» Exercise brief
Your task is to repeat exactly the lines below between the line holding "Reviewer note: confirm that each instance of the painted" and the line holding "Reviewer note: confirm that each instance of the paved", inclusive, and only those.

== Records supplied ==

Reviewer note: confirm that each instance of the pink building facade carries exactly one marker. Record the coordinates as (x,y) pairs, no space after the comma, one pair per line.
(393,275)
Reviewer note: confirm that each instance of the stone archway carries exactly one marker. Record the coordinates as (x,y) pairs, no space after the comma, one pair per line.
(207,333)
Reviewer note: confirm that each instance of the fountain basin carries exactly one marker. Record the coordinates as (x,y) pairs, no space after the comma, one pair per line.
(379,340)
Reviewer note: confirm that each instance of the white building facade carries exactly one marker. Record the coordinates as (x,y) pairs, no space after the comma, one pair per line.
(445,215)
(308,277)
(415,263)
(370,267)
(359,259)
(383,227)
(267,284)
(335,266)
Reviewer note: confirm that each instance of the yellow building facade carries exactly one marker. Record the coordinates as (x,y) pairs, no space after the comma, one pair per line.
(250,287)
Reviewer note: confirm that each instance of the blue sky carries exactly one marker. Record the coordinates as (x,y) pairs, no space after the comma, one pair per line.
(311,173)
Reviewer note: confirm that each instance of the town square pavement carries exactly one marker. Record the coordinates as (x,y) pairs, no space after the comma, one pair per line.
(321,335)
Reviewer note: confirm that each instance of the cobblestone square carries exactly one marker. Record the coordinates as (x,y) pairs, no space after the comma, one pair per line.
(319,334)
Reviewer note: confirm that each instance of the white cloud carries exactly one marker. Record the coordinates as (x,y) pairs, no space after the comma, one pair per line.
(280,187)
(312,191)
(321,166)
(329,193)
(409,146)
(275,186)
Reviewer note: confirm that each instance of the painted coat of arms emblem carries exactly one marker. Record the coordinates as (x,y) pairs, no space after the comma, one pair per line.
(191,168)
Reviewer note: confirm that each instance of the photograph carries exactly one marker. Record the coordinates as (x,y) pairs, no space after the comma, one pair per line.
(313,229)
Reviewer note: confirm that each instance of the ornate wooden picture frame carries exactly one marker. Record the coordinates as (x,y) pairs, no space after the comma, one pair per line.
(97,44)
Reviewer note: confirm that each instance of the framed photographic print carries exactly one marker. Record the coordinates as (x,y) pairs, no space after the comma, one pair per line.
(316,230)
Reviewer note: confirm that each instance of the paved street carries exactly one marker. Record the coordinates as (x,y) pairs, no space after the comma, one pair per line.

===
== Records supplied ==

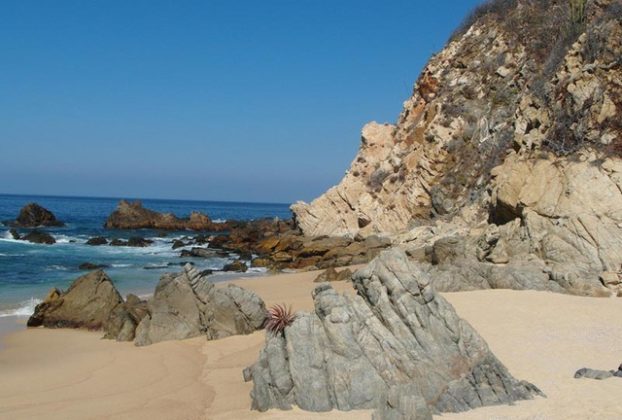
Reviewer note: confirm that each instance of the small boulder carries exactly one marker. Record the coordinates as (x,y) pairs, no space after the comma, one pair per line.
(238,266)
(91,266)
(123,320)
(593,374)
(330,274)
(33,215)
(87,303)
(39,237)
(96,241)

===

» Response
Reviewer note: confirm that each instance of the painted coat of arms emblem carries exactly one marker. Record the coordinates as (x,y) pairs, no space after the comma, one pair per line.
(191,168)
Reviewer note: confirm that each instance of the photograph carries exactly one marker. Record the coordinates as (x,y) pairs, no space after the comma, one pair per line.
(313,229)
Reviewer note: confirm that each instance of the ornate wooden picture frame carries exactly one marker. Record the coordinates as (x,y) pairs, no space after the comma, one pair per line.
(97,44)
Reviewer note: confirm that each instance of the framed photographic print carries exactly one marker. Record the coordinates as (x,y) pairs, no space after the comma, one pair per line.
(316,230)
Reviewer note: confirm that each instance of the paved street carries exactly one marker. Record the coordinates as (x,y) pairs, no space after the comma, one pair per line.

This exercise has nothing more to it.